[Some records]
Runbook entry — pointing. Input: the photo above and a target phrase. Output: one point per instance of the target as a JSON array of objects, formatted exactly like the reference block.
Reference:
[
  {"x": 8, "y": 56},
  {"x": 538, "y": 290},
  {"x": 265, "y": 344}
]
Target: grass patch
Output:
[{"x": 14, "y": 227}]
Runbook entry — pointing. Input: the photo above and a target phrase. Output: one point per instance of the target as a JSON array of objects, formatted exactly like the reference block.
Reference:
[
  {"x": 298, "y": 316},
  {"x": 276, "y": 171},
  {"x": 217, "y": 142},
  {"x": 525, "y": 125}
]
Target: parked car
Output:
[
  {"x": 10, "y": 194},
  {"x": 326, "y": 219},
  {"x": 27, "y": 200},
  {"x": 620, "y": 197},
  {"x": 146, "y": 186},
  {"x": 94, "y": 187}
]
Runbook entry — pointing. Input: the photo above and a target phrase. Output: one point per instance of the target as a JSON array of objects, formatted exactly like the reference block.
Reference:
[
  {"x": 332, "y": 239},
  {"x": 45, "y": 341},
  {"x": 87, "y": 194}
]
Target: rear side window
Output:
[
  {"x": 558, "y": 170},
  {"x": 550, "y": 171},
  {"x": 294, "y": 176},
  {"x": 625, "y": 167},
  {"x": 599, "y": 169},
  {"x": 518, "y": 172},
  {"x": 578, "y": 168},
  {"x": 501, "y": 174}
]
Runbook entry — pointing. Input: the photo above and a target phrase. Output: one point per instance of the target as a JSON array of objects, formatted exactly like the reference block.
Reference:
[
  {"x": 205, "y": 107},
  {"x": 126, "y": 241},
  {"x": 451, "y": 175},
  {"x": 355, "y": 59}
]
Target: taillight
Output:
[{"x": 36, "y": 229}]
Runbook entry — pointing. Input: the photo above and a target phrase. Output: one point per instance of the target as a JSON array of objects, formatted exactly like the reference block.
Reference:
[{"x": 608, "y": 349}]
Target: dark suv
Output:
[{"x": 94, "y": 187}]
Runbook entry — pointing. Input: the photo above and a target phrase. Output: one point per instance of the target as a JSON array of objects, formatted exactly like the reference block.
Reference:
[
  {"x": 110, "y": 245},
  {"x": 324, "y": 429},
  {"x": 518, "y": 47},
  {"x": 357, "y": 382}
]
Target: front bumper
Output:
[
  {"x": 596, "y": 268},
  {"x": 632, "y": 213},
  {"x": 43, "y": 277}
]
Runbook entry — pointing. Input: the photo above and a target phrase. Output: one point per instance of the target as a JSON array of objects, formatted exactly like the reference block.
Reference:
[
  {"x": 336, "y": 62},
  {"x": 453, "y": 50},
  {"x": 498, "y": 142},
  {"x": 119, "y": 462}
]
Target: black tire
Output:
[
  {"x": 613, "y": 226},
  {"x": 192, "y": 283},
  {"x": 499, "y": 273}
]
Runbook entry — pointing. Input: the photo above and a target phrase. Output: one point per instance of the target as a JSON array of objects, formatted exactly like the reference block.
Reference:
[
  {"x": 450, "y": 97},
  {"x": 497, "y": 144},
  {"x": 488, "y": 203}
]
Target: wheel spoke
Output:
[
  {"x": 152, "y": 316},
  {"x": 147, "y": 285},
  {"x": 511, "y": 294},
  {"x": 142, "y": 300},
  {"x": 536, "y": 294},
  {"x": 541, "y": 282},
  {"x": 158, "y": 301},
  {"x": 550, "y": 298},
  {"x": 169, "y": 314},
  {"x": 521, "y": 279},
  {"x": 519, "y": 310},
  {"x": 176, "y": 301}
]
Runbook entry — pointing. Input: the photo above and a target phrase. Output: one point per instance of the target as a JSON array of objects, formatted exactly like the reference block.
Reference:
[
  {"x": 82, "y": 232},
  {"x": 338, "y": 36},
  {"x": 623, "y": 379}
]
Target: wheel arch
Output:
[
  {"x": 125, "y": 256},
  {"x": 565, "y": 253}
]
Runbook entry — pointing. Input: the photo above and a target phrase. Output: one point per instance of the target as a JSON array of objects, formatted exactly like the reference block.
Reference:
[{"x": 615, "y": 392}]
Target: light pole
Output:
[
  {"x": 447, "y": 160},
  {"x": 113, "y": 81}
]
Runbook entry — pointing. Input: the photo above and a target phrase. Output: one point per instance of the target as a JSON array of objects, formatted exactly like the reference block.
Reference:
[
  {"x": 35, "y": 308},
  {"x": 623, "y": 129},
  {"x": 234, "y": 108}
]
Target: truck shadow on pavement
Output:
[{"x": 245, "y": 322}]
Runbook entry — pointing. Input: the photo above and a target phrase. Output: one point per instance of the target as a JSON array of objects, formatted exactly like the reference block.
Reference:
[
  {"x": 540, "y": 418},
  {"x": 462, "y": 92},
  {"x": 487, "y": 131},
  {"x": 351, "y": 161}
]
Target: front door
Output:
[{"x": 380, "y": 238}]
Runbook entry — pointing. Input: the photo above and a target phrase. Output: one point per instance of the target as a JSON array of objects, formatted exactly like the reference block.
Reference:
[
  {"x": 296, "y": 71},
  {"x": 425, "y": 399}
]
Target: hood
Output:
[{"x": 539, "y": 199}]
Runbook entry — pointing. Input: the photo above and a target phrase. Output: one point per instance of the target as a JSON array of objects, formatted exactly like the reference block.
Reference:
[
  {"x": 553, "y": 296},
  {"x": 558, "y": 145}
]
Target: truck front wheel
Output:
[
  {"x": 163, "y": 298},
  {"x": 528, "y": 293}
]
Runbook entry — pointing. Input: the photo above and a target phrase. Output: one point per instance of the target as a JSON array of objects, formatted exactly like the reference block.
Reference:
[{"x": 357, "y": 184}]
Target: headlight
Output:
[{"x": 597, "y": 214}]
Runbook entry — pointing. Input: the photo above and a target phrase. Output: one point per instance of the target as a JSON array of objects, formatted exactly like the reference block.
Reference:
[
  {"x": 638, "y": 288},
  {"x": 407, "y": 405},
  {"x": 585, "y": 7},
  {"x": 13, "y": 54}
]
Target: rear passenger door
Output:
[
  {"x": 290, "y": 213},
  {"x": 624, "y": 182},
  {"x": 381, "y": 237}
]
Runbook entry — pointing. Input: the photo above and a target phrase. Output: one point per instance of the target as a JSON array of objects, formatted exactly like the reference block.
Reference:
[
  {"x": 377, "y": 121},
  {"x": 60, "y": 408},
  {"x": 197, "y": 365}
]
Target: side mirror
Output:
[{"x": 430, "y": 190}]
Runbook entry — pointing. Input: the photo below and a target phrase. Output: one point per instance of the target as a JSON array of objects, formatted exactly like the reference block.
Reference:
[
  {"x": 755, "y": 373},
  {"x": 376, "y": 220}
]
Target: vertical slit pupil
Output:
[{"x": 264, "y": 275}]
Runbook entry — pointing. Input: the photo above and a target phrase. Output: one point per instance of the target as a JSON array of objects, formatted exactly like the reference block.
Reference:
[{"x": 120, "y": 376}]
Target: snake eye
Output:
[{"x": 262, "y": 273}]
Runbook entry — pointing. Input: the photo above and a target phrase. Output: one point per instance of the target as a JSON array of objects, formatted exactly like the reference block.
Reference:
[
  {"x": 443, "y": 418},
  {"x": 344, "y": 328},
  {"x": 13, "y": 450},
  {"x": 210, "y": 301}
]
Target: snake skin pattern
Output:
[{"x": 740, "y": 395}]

### Directive
Please give the listing again with "Runbook entry" swapped for "Job card" everywhere, changing nothing else.

### Result
Job card — pointing. Input: the photo above and a target phrase. Output: one point per instance of the target as a JSON array of objects, formatted exactly like the reference block.
Reference:
[
  {"x": 8, "y": 56},
  {"x": 538, "y": 290},
  {"x": 265, "y": 344}
]
Target: grass patch
Output:
[{"x": 14, "y": 227}]
Job card — pointing. Input: the photo above and a target phrase. Output: one point per instance of the target as a JSON array of objects, formatted exactly like the reference block.
Reference:
[
  {"x": 298, "y": 316},
  {"x": 276, "y": 171},
  {"x": 217, "y": 142},
  {"x": 525, "y": 125}
]
Target: parked car
Output:
[
  {"x": 10, "y": 194},
  {"x": 326, "y": 219},
  {"x": 27, "y": 200},
  {"x": 620, "y": 197},
  {"x": 146, "y": 186},
  {"x": 94, "y": 187}
]
Job card — pointing. Input: the photo above and a target phrase. Output: one point per instance of the target as a JSON array of objects, formatted exactly like the reference block.
Reference:
[
  {"x": 332, "y": 239},
  {"x": 45, "y": 341},
  {"x": 87, "y": 194}
]
Target: rear side window
Output:
[
  {"x": 558, "y": 170},
  {"x": 550, "y": 171},
  {"x": 294, "y": 176},
  {"x": 625, "y": 167},
  {"x": 599, "y": 169},
  {"x": 518, "y": 172},
  {"x": 578, "y": 168},
  {"x": 501, "y": 174}
]
Job card — pointing. Input: the photo above and a target phrase. Output: one point per instance of the target as a JSON array of objects, formatted exactly like the reference block.
Reference:
[
  {"x": 205, "y": 107},
  {"x": 126, "y": 241},
  {"x": 451, "y": 175},
  {"x": 355, "y": 59}
]
Target: taillight
Output:
[{"x": 36, "y": 229}]
Job card — pointing. Input: the photo above and a target phrase. Output: one point per instance of the target as a JSON array of objects, formatted exactly like the reference block.
Reference:
[{"x": 608, "y": 349}]
Target: dark suv
Output:
[{"x": 94, "y": 187}]
Job card — pointing. Input: the photo above and a target phrase. Output: one point per instance of the target as a JSON array of objects, formatted exactly like the reference block.
Reference:
[
  {"x": 110, "y": 245},
  {"x": 324, "y": 429},
  {"x": 518, "y": 47},
  {"x": 357, "y": 382}
]
Target: front bumper
Output:
[
  {"x": 596, "y": 268},
  {"x": 632, "y": 213},
  {"x": 43, "y": 277}
]
Job card — pointing. Input: the photo above and a target phrase. Output: one point per instance of the target as a JSON array of objects, formatted exactly like the reference block.
Reference:
[
  {"x": 336, "y": 62},
  {"x": 453, "y": 50},
  {"x": 498, "y": 142},
  {"x": 119, "y": 462}
]
Target: black tire
Output:
[
  {"x": 613, "y": 226},
  {"x": 192, "y": 283},
  {"x": 499, "y": 273}
]
Job card — pointing. Input: the photo above and a target phrase. Output: one point per instance of the target as a JSON array of objects, formatted exactly like the reference block.
Reference:
[
  {"x": 450, "y": 97},
  {"x": 497, "y": 144},
  {"x": 488, "y": 203}
]
Target: wheel spoke
Output:
[
  {"x": 152, "y": 316},
  {"x": 147, "y": 285},
  {"x": 511, "y": 294},
  {"x": 142, "y": 300},
  {"x": 536, "y": 294},
  {"x": 541, "y": 282},
  {"x": 158, "y": 301},
  {"x": 550, "y": 298},
  {"x": 169, "y": 314},
  {"x": 521, "y": 279},
  {"x": 519, "y": 310},
  {"x": 176, "y": 301}
]
Job card — pointing. Input: the photo above and a target phrase. Output: one point per instance of the target as a JSON array of objects, formatted exactly like the reference block.
Reference:
[
  {"x": 82, "y": 232},
  {"x": 338, "y": 36},
  {"x": 623, "y": 379}
]
Target: wheel arch
Output:
[
  {"x": 125, "y": 256},
  {"x": 565, "y": 253}
]
Job card — pointing. Input: the photo above and a target phrase. Output: one point per instance of the target as a JSON array of objects, formatted exactly like the reference block.
Reference:
[{"x": 615, "y": 392}]
Target: light pole
Output:
[
  {"x": 447, "y": 160},
  {"x": 113, "y": 81}
]
Job card — pointing. Input: the photo above and a target phrase. Output: one point per instance of the target as a JSON array of objects, formatted exactly like the reference block.
Reference:
[
  {"x": 35, "y": 308},
  {"x": 623, "y": 129},
  {"x": 234, "y": 108}
]
Target: truck shadow on pavement
Output:
[{"x": 245, "y": 322}]
Job card — pointing. Input: the photo above and a target phrase. Output: one point per instance of the target as a JSON array of objects, formatted exactly like the reference block.
Reference:
[
  {"x": 540, "y": 418},
  {"x": 462, "y": 92},
  {"x": 487, "y": 131},
  {"x": 351, "y": 161}
]
Target: front door
Output:
[{"x": 380, "y": 238}]
Job card — pointing. Input: the photo above and a target phrase. Output: one point per instance of the target as a JSON array of objects, formatted exactly like the reference block.
Reference:
[
  {"x": 296, "y": 71},
  {"x": 425, "y": 399}
]
Target: hood
Output:
[{"x": 539, "y": 199}]
Job card — pointing. Input: the photo above and a target phrase. Output: one point per instance of the target as a JSON array of objects, formatted exactly like the reference block.
Reference:
[
  {"x": 553, "y": 296},
  {"x": 558, "y": 145}
]
Target: truck front wheel
Output:
[
  {"x": 163, "y": 298},
  {"x": 528, "y": 293}
]
Job card — pointing. Input: the photo above and a target phrase. Output: one point per instance of the target as a JSON array of objects, formatted exactly like the reference block.
Reference:
[{"x": 357, "y": 184}]
Target: headlight
Output:
[{"x": 597, "y": 214}]
Job card — pointing. Input: the photo above and a target phrase. Output: one point per instance of the target as a JSON array of objects, formatted exactly like the reference block.
Reference:
[
  {"x": 638, "y": 288},
  {"x": 407, "y": 405},
  {"x": 585, "y": 7},
  {"x": 13, "y": 54}
]
Target: rear passenger door
Output:
[
  {"x": 290, "y": 213},
  {"x": 624, "y": 182},
  {"x": 381, "y": 237}
]
Job card — pointing. Input: the photo above and a target phrase. Output: one point per instance of the target as a JSON array of objects, formatted exactly like the reference block.
Reference:
[
  {"x": 377, "y": 121},
  {"x": 60, "y": 408},
  {"x": 197, "y": 365}
]
Target: side mirror
Output:
[{"x": 430, "y": 190}]
Job card — pointing. Input: the photo below and a target phrase. Output: one point per instance of the target as a JSON array of objects, formatted exactly like the reference block.
Reference:
[
  {"x": 755, "y": 373},
  {"x": 376, "y": 220}
]
Target: vertical slit pupil
Output:
[{"x": 264, "y": 275}]
Job card — pointing. Input: the photo above and a target phrase. Output: one point per instance of the target as a JSON array of objects, formatted exactly like the reference block.
Reference:
[{"x": 120, "y": 376}]
Target: snake eye
Output:
[{"x": 262, "y": 273}]
Job card — pointing. Input: the photo above and a target phrase. Output: one point per instance of the target as a JSON array of objects, formatted exactly like the reference block.
Reference:
[
  {"x": 443, "y": 418},
  {"x": 344, "y": 328},
  {"x": 13, "y": 450},
  {"x": 210, "y": 301}
]
Target: snake skin pattern
Output:
[{"x": 740, "y": 395}]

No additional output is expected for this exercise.